Task to complete
Rewrite the records as a numbered list, starting at the line that contains "Detect every white dresser" and ending at the line that contains "[337,49,367,83]", with any blank lines left out.

Data provided
===============
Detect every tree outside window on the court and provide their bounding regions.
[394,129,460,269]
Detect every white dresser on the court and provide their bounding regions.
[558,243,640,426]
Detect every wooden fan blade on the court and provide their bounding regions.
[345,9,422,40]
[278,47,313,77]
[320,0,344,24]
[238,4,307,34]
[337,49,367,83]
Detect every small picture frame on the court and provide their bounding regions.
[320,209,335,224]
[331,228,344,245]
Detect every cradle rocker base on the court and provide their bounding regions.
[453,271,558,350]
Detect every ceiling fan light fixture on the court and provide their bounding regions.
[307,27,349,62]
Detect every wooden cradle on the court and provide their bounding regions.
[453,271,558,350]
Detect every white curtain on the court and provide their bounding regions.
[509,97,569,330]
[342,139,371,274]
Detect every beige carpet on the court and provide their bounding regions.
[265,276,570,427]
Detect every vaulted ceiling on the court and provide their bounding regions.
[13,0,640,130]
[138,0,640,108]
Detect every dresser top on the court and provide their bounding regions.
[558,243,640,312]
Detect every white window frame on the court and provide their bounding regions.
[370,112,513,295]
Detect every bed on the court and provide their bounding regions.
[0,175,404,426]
===============
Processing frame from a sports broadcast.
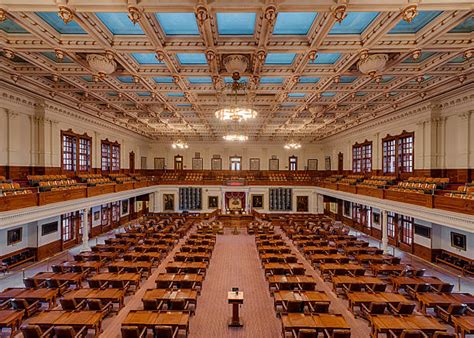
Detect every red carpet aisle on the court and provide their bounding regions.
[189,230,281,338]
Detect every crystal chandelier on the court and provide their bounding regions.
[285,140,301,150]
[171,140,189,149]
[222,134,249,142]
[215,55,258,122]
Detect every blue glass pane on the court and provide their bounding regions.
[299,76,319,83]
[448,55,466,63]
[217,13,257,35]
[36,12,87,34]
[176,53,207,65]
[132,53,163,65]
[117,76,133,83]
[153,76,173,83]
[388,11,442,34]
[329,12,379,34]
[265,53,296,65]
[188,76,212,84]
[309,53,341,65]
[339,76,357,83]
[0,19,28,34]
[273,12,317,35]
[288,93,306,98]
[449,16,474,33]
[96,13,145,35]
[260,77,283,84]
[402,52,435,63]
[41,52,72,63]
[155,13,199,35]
===============
Exercise solution
1. Detect every white dresser on the court and provide their bounding regions.
2. [558,243,640,426]
3. Detect every wooden fan blade on the court and provide their bounding regions.
4. [345,9,422,40]
5. [278,47,313,77]
6. [320,0,344,24]
7. [238,4,307,34]
8. [337,49,367,83]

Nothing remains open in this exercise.